DIRECTIONS
Write out the data below exactly as given, without any of its pictures.

RECORDS FOR THIS EXERCISE

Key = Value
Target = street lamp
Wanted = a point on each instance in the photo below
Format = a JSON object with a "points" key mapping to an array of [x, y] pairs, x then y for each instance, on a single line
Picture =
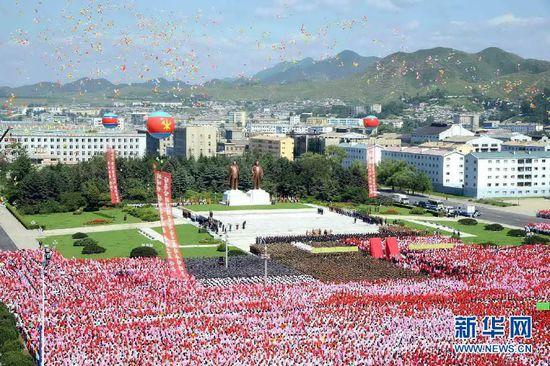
{"points": [[46, 257]]}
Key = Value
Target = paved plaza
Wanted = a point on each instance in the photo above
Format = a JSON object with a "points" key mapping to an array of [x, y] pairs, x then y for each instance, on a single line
{"points": [[285, 222]]}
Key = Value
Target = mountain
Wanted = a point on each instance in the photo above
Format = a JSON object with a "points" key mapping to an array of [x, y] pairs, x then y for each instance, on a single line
{"points": [[347, 76], [343, 65]]}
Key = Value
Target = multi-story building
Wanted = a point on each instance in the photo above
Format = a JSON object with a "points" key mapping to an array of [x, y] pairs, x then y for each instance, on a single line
{"points": [[49, 147], [239, 118], [360, 152], [445, 168], [438, 132], [470, 120], [277, 145], [195, 141], [507, 174], [542, 145], [478, 143]]}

RESULT OF THE TASK
Key = Value
Target = street lamp
Wanted = a point on each instance in the photo below
Format = a JSON object with a "points" key mapping to an array of [x, y] pairs, x then y for each instance, on a single line
Picture =
{"points": [[46, 257]]}
Key = Value
Target = paved plaza
Wanted = a point on each instance in the photo above
Format = a JSON object with a "points" key mapping to an array of [x, y] pairs, x then y for each instance, on a single line
{"points": [[285, 222]]}
Key = Value
Target = mountain
Wanted = a point on each instance in the photo above
Format = a JSON object with a "points" key mapping to an array of [x, y] pairs, x then y for each instance, on a single line
{"points": [[347, 76], [343, 65]]}
Key = Value
Target = multi-story building
Wanted = a point on each instance in the photo above
Format = a JSON object with a "points" key mapping to an array of [x, y] pairs, x then y for each instance, on a single line
{"points": [[49, 147], [239, 118], [360, 152], [445, 168], [438, 132], [470, 120], [277, 145], [195, 141], [507, 174], [542, 145], [478, 143]]}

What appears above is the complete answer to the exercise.